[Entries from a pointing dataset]

==*==

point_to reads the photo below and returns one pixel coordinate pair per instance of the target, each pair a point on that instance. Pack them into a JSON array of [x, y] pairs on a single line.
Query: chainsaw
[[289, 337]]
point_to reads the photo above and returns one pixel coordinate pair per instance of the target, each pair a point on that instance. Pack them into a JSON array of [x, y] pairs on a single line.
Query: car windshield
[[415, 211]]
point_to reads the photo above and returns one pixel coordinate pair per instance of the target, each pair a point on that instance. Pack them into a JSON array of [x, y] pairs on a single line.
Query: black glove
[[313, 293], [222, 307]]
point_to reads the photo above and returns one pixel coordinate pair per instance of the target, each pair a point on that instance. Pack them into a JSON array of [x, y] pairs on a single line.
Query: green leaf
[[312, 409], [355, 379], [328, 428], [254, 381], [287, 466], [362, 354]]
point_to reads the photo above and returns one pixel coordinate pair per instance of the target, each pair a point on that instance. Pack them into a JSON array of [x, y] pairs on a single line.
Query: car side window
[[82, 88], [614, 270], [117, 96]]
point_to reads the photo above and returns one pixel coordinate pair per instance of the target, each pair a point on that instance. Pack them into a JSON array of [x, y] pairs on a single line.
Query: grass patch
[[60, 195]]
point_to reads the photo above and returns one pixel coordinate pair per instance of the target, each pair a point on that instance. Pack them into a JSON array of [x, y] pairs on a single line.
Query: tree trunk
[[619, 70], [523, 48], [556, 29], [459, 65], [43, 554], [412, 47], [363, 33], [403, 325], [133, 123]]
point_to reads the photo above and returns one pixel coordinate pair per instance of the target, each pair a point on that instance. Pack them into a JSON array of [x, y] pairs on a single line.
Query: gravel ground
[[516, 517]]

==*==

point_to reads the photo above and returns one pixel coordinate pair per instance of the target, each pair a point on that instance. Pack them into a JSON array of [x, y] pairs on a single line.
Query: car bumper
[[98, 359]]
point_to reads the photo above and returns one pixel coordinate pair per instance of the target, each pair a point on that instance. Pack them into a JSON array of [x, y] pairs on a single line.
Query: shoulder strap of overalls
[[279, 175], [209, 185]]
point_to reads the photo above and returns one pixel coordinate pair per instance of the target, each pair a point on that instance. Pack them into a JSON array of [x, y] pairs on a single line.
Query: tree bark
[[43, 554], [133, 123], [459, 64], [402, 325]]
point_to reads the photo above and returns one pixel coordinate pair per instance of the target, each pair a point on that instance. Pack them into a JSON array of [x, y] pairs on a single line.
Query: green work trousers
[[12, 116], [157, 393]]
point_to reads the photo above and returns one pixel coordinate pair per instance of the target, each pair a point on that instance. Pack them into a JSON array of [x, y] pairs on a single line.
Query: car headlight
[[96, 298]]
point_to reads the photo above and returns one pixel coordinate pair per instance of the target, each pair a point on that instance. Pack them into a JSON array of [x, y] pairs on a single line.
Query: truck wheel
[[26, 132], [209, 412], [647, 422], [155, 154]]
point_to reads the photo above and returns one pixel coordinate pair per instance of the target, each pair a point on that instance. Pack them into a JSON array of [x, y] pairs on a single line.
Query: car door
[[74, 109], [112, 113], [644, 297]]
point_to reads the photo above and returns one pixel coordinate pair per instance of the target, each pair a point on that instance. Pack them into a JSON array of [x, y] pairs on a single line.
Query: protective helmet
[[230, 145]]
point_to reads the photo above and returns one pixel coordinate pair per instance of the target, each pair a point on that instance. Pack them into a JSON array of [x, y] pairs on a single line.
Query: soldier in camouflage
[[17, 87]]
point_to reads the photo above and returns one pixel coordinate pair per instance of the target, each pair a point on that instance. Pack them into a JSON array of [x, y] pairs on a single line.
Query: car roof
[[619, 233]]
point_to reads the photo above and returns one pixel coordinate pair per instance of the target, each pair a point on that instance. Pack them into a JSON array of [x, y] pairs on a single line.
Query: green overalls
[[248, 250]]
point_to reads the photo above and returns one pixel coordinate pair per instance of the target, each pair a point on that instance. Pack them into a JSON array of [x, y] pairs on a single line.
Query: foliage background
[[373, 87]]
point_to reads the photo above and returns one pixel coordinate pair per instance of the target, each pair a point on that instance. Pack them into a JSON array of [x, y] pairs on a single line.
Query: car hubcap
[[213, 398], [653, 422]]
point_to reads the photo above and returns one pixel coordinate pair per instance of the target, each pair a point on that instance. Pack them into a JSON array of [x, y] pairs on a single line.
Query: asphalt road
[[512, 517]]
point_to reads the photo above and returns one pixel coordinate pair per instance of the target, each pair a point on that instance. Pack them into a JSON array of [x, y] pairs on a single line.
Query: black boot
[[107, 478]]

==*==

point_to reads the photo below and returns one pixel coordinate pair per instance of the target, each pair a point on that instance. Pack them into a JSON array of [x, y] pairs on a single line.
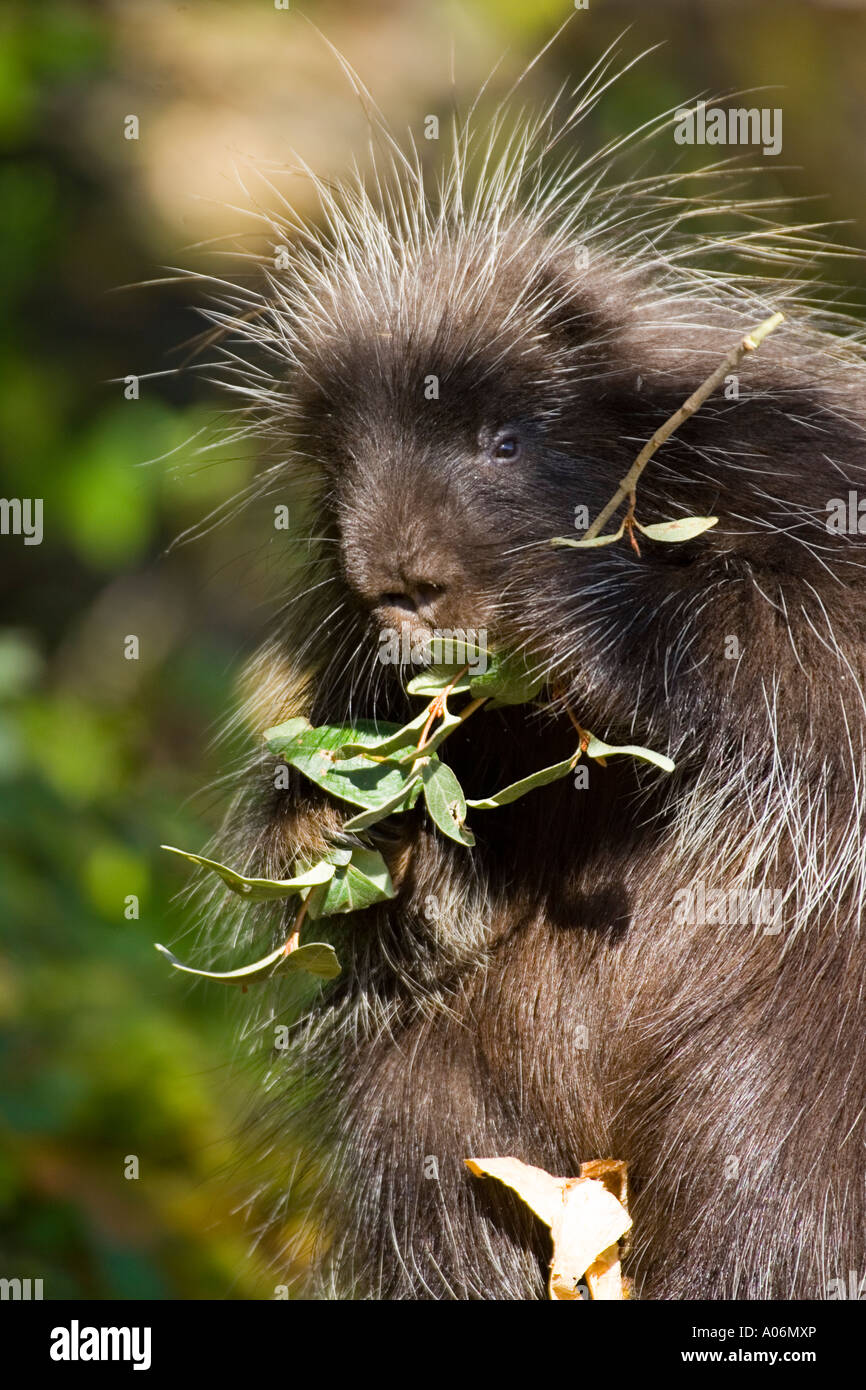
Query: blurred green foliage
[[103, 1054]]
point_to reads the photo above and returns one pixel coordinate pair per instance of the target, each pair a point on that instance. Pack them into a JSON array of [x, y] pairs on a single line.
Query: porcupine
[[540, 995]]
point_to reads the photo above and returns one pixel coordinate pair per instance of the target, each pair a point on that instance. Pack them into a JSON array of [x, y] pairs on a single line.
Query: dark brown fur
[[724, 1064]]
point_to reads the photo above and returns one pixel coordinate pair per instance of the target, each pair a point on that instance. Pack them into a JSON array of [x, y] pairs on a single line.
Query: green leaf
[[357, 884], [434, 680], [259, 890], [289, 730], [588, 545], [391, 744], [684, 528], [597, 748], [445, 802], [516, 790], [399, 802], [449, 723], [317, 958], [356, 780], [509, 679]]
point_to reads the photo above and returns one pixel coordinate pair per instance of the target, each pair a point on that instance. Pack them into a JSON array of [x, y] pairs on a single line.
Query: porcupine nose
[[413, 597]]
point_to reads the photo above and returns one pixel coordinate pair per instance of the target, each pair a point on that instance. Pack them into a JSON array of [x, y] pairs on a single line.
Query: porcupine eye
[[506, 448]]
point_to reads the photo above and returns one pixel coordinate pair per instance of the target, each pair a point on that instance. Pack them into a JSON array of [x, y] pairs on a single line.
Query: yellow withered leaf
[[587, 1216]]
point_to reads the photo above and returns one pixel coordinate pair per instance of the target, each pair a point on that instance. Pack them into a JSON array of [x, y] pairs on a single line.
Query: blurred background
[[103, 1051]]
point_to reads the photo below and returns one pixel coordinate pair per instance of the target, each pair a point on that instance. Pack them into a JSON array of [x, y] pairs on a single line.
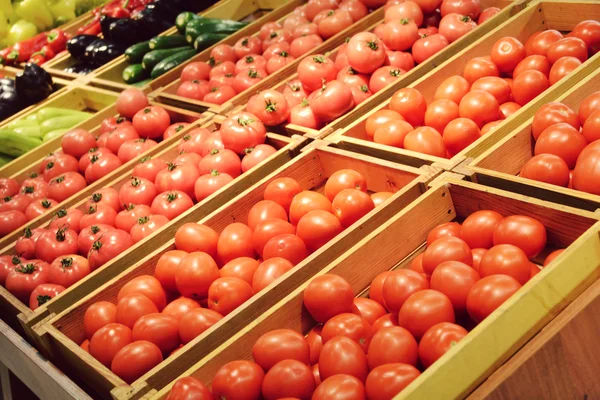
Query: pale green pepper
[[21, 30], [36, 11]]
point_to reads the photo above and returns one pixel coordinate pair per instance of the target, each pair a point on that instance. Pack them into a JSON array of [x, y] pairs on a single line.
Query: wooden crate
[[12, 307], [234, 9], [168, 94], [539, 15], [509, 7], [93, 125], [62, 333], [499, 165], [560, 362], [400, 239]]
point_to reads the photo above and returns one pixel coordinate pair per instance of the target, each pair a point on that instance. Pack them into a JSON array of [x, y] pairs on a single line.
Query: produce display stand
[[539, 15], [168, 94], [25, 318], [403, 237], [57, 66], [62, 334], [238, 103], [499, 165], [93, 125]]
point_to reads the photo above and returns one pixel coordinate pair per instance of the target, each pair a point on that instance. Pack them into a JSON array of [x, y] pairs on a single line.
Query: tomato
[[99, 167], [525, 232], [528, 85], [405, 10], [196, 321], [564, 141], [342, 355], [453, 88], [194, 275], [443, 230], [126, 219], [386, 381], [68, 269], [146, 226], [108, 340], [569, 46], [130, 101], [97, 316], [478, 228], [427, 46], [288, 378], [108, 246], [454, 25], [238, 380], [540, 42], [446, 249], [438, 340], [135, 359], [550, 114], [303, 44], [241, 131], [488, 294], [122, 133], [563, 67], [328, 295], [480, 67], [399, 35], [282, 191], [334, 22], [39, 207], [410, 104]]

==*==

• [TO BE DONE] Collect every line in the records above that contains the string "background".

• [EXPECTED OUTPUT]
Query: foliage background
Query: blurred background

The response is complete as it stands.